• **TASK**:
Arrange the listing as a JSON list of strings with one string per line, starting at the line containing "Target: woman's thigh" and running through the end of the listing, both ends included. Leave out any blank lines.

• **RECORDS**:

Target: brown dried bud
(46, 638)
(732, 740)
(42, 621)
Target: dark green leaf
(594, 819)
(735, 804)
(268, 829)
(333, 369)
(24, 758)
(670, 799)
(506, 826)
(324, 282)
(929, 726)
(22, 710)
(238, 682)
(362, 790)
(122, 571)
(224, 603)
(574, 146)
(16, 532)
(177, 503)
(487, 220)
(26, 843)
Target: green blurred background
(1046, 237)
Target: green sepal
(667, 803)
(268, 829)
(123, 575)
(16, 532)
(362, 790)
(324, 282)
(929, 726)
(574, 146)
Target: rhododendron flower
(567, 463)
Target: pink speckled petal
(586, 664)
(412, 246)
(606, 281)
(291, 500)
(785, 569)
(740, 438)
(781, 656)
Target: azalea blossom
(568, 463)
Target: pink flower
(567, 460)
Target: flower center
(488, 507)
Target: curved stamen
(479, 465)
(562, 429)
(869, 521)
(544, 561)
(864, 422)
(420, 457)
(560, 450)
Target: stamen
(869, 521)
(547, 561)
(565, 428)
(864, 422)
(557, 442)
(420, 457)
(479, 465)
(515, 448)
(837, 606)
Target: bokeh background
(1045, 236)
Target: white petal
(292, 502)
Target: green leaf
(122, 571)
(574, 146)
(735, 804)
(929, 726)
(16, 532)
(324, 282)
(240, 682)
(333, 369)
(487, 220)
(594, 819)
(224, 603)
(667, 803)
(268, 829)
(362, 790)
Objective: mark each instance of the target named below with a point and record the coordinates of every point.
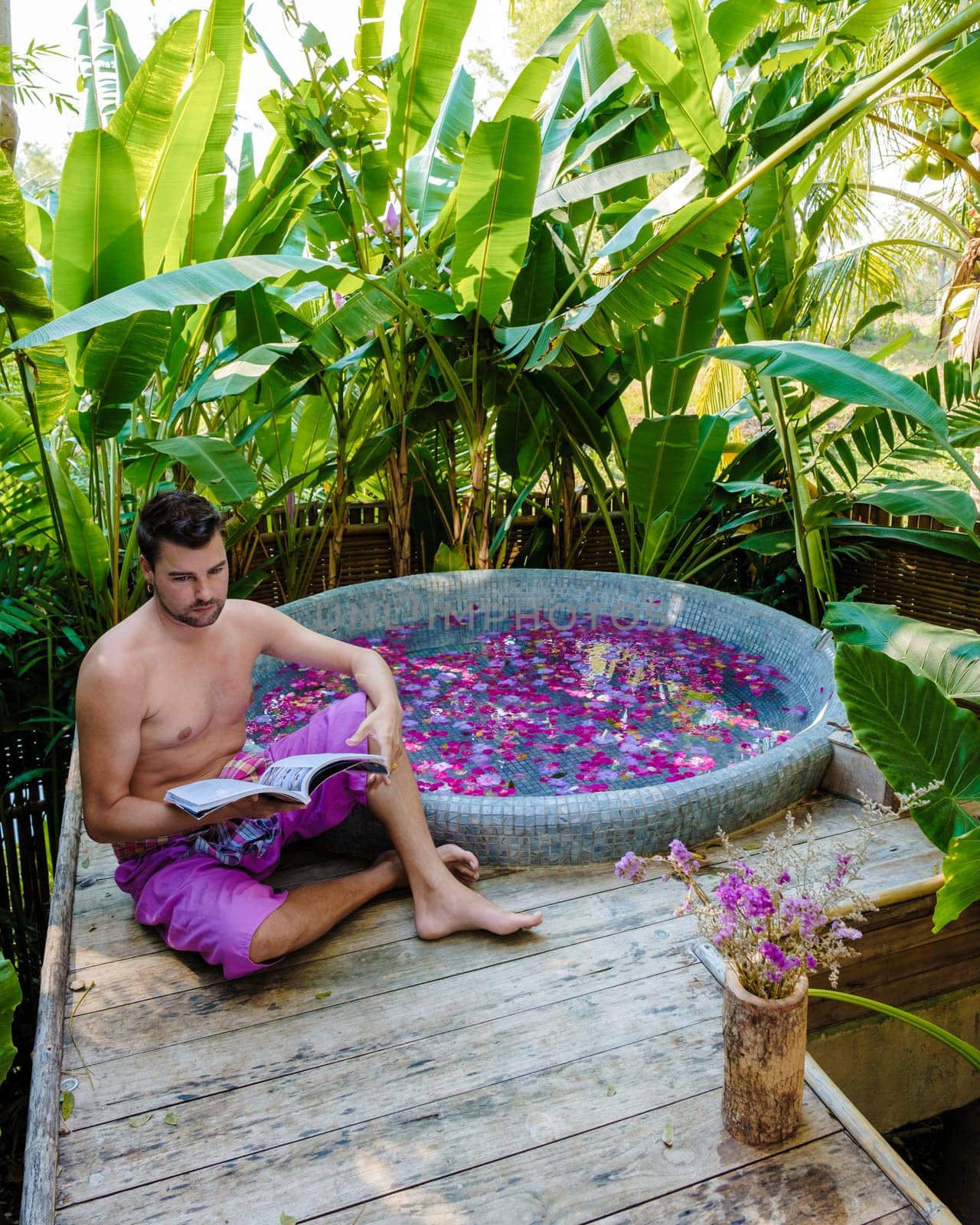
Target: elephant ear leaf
(961, 870)
(916, 737)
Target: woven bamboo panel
(922, 583)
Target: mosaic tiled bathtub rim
(695, 806)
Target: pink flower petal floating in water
(536, 702)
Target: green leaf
(214, 462)
(87, 544)
(688, 106)
(432, 38)
(839, 375)
(951, 658)
(10, 996)
(608, 178)
(224, 36)
(142, 122)
(962, 1047)
(668, 266)
(943, 502)
(169, 199)
(733, 21)
(916, 735)
(98, 237)
(185, 287)
(959, 77)
(681, 328)
(695, 44)
(961, 870)
(122, 357)
(671, 465)
(430, 175)
(494, 206)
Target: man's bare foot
(463, 864)
(453, 908)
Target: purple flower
(631, 867)
(781, 959)
(683, 858)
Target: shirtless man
(162, 701)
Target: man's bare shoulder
(119, 655)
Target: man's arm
(286, 639)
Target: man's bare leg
(310, 910)
(443, 903)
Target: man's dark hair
(178, 518)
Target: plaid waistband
(248, 765)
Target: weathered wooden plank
(163, 973)
(469, 1059)
(343, 1028)
(122, 937)
(380, 968)
(587, 1175)
(377, 1157)
(828, 1182)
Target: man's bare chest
(195, 698)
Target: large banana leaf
(224, 36)
(680, 328)
(671, 465)
(122, 357)
(169, 199)
(959, 77)
(214, 462)
(608, 178)
(841, 375)
(961, 870)
(432, 38)
(371, 34)
(686, 103)
(97, 75)
(430, 175)
(732, 21)
(98, 238)
(10, 996)
(87, 545)
(494, 205)
(24, 300)
(142, 122)
(943, 502)
(916, 735)
(951, 658)
(185, 287)
(669, 265)
(695, 44)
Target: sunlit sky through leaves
(52, 22)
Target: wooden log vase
(765, 1044)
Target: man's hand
(383, 729)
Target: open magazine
(293, 778)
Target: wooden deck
(374, 1077)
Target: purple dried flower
(631, 867)
(681, 858)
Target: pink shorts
(201, 906)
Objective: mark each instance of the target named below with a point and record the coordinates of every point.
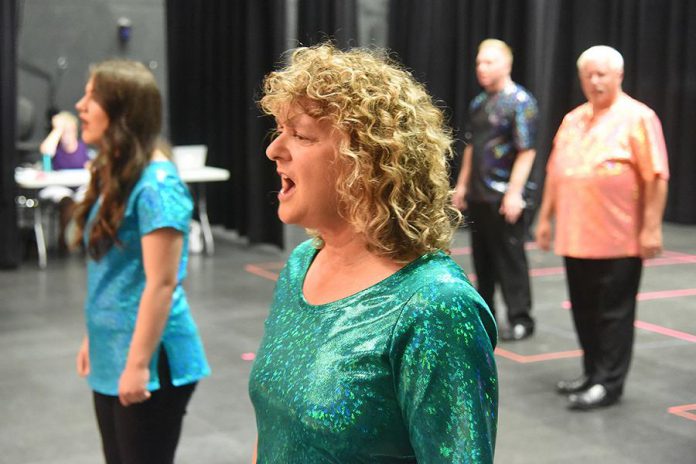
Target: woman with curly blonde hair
(377, 348)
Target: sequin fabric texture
(595, 175)
(500, 126)
(115, 283)
(400, 372)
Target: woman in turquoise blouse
(377, 348)
(142, 354)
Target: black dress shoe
(566, 387)
(516, 332)
(594, 397)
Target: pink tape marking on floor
(525, 359)
(681, 411)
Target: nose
(277, 149)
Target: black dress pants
(603, 297)
(147, 432)
(499, 257)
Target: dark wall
(61, 38)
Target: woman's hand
(132, 385)
(83, 358)
(543, 234)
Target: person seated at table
(67, 151)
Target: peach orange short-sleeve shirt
(597, 170)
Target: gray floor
(46, 415)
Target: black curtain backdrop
(321, 20)
(9, 234)
(438, 41)
(218, 53)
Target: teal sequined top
(400, 372)
(116, 282)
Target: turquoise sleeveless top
(115, 283)
(400, 372)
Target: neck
(345, 247)
(499, 85)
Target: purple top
(75, 160)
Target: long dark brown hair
(128, 94)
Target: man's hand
(459, 198)
(512, 206)
(650, 241)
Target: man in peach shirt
(606, 186)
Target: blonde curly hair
(395, 187)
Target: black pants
(148, 432)
(499, 257)
(603, 298)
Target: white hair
(602, 53)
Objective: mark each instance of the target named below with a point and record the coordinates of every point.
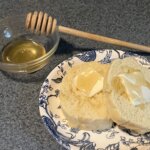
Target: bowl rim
(35, 61)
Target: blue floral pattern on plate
(71, 138)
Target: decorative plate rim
(43, 101)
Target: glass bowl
(12, 28)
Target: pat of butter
(89, 82)
(137, 89)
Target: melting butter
(89, 82)
(136, 87)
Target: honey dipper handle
(103, 39)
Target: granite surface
(21, 127)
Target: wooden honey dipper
(40, 22)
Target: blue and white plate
(75, 139)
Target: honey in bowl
(22, 51)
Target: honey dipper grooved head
(40, 22)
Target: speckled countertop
(21, 127)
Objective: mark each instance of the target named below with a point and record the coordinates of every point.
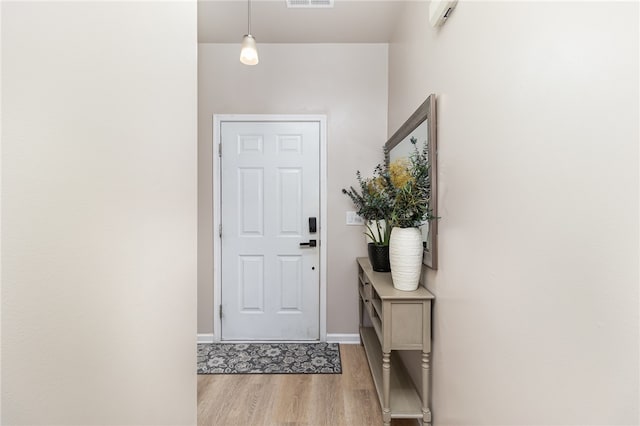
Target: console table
(392, 320)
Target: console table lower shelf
(404, 401)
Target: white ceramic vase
(405, 257)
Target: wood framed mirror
(422, 126)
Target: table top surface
(383, 284)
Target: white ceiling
(355, 21)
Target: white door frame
(217, 210)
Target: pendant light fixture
(249, 52)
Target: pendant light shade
(249, 52)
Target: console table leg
(386, 370)
(426, 413)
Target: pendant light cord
(249, 20)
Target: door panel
(270, 188)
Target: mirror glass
(422, 126)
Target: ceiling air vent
(309, 3)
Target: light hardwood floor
(347, 399)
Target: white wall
(348, 83)
(536, 314)
(99, 213)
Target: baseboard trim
(331, 338)
(205, 337)
(349, 339)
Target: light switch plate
(354, 219)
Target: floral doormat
(269, 358)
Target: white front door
(270, 198)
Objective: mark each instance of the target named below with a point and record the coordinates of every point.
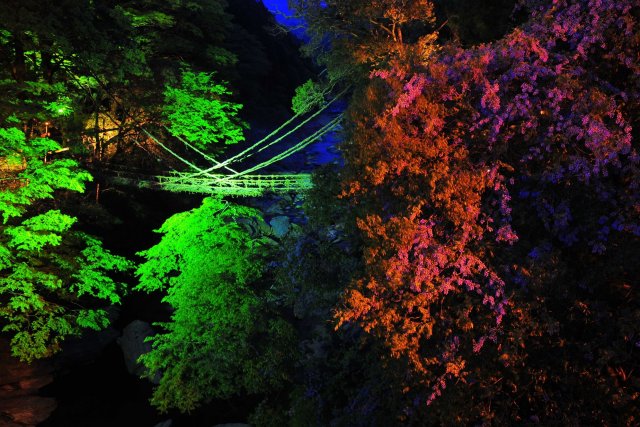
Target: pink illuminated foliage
(453, 159)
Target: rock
(27, 410)
(280, 226)
(19, 384)
(84, 349)
(133, 346)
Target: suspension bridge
(234, 182)
(181, 182)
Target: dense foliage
(221, 340)
(472, 262)
(54, 280)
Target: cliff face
(20, 405)
(269, 65)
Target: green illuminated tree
(198, 112)
(221, 339)
(53, 280)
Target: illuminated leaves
(219, 341)
(198, 112)
(46, 267)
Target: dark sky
(276, 6)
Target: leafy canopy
(220, 340)
(198, 112)
(45, 266)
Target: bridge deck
(247, 185)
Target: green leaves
(51, 277)
(198, 112)
(220, 340)
(41, 230)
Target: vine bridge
(245, 186)
(233, 182)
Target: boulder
(280, 226)
(19, 384)
(133, 346)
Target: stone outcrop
(20, 405)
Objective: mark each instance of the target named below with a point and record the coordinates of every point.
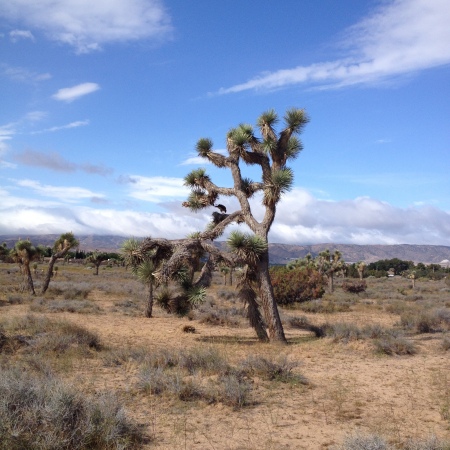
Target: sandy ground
(350, 387)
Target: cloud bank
(54, 161)
(301, 218)
(400, 37)
(88, 25)
(73, 93)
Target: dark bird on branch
(222, 208)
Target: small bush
(73, 306)
(431, 443)
(302, 323)
(391, 345)
(220, 317)
(324, 307)
(40, 334)
(234, 391)
(296, 285)
(206, 360)
(272, 370)
(365, 442)
(44, 413)
(14, 299)
(343, 332)
(354, 287)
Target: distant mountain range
(279, 253)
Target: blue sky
(102, 104)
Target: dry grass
(360, 371)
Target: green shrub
(43, 413)
(296, 285)
(279, 369)
(394, 345)
(354, 287)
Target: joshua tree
(361, 267)
(60, 249)
(24, 252)
(328, 264)
(143, 265)
(325, 263)
(270, 153)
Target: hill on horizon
(279, 253)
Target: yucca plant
(269, 152)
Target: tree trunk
(149, 309)
(331, 282)
(49, 274)
(254, 314)
(276, 332)
(29, 279)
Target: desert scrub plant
(364, 442)
(39, 334)
(39, 412)
(426, 321)
(430, 443)
(296, 285)
(279, 369)
(323, 307)
(73, 306)
(219, 316)
(205, 360)
(354, 287)
(234, 391)
(302, 323)
(394, 345)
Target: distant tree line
(395, 266)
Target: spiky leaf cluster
(196, 295)
(296, 119)
(204, 146)
(194, 178)
(247, 246)
(279, 183)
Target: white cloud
(156, 189)
(74, 92)
(35, 116)
(400, 37)
(76, 124)
(194, 159)
(23, 75)
(87, 25)
(15, 35)
(301, 219)
(63, 193)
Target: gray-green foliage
(40, 412)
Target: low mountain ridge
(279, 253)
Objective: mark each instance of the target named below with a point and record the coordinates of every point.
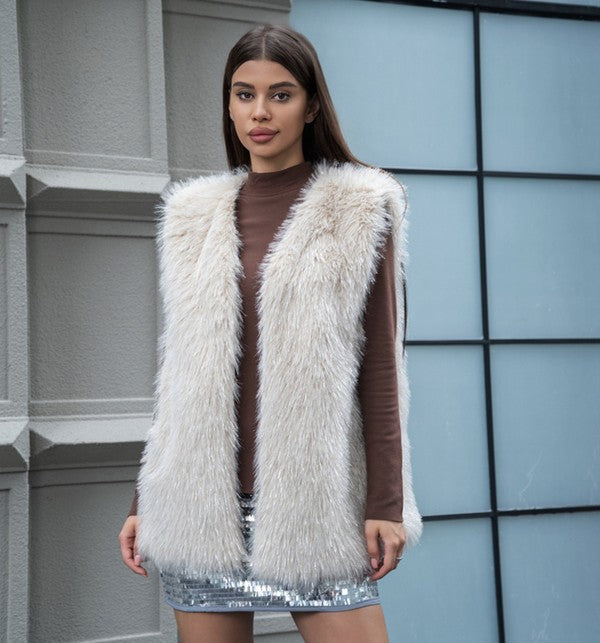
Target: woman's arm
(378, 392)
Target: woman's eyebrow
(284, 83)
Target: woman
(276, 474)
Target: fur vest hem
(310, 466)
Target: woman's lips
(262, 138)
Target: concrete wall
(102, 104)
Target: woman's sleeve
(378, 393)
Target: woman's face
(266, 97)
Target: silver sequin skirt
(240, 592)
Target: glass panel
(590, 3)
(546, 402)
(401, 78)
(540, 94)
(443, 589)
(447, 429)
(543, 254)
(443, 268)
(550, 572)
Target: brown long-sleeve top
(263, 203)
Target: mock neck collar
(265, 183)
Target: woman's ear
(313, 110)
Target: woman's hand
(128, 540)
(392, 536)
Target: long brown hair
(322, 138)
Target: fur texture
(310, 469)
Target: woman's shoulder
(196, 190)
(353, 180)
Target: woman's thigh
(346, 626)
(214, 627)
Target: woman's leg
(348, 626)
(214, 627)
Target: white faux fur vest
(310, 481)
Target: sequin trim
(237, 591)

• **ANSWER TO THIS EXERCISE**:
[
  "Target: woman's thigh",
  "(346, 626)",
  "(214, 627)",
  "Target: woman's leg",
  "(348, 626)",
  "(214, 627)",
  "Target: white faux fur vest",
  "(310, 481)",
  "Target: sequin trim",
  "(237, 591)"
]